*WHAT TO PRODUCE*.
Reproduce word for word everything in the data below, from the line containing "For every instance of the small" down to the end of the data.

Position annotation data
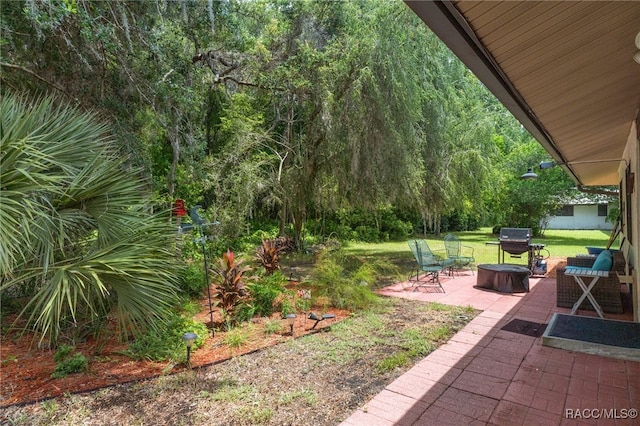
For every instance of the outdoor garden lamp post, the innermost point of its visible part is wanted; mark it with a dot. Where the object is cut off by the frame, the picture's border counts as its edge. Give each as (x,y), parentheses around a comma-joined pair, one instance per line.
(199,222)
(189,338)
(317,319)
(290,319)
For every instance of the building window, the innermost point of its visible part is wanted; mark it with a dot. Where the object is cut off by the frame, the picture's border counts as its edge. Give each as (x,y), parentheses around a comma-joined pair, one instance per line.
(602,210)
(565,211)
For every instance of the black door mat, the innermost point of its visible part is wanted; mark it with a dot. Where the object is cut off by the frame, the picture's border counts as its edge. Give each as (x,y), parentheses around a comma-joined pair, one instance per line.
(598,336)
(528,328)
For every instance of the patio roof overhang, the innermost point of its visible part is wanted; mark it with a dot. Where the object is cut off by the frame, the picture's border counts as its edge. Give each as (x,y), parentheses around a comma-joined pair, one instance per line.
(564,69)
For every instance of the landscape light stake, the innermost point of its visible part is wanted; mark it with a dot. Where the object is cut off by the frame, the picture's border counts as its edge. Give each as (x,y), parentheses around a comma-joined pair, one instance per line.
(199,222)
(189,338)
(291,319)
(317,319)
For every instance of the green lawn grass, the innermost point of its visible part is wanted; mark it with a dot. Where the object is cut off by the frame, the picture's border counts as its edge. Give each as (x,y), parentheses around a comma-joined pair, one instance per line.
(559,243)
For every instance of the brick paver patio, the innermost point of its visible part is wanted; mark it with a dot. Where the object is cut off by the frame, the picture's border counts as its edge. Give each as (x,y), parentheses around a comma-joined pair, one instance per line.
(488,376)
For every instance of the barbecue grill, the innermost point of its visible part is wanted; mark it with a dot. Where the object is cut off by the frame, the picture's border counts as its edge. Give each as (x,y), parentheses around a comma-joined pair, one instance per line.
(515,241)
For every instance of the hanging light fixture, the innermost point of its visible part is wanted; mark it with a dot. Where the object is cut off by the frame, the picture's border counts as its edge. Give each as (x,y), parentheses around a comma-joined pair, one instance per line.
(529,175)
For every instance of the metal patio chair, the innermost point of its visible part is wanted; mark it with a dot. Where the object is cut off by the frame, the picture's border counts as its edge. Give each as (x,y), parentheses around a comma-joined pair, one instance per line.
(429,266)
(454,249)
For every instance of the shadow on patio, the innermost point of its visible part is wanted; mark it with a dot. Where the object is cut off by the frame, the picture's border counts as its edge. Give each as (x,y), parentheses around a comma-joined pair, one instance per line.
(486,375)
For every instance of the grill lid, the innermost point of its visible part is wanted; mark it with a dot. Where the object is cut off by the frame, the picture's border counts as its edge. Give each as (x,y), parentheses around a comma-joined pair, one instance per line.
(515,234)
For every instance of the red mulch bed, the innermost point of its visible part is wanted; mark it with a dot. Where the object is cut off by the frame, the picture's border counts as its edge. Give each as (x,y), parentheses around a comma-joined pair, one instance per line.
(25,370)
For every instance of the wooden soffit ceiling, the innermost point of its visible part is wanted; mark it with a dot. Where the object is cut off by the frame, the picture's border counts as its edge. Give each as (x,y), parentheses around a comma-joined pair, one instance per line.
(565,69)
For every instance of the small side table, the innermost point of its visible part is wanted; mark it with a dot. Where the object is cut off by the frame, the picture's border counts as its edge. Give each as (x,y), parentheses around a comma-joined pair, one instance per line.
(578,274)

*ANSWER TO THE EXERCISE*.
For every instance of the small side table, the innermost point of its visible part is wanted; mark it with a dot. Where the object is cut off by the frame, the picture's border counts as its edge. Give each as (x,y), parentheses around a comma-joined pair, one instance per line.
(578,274)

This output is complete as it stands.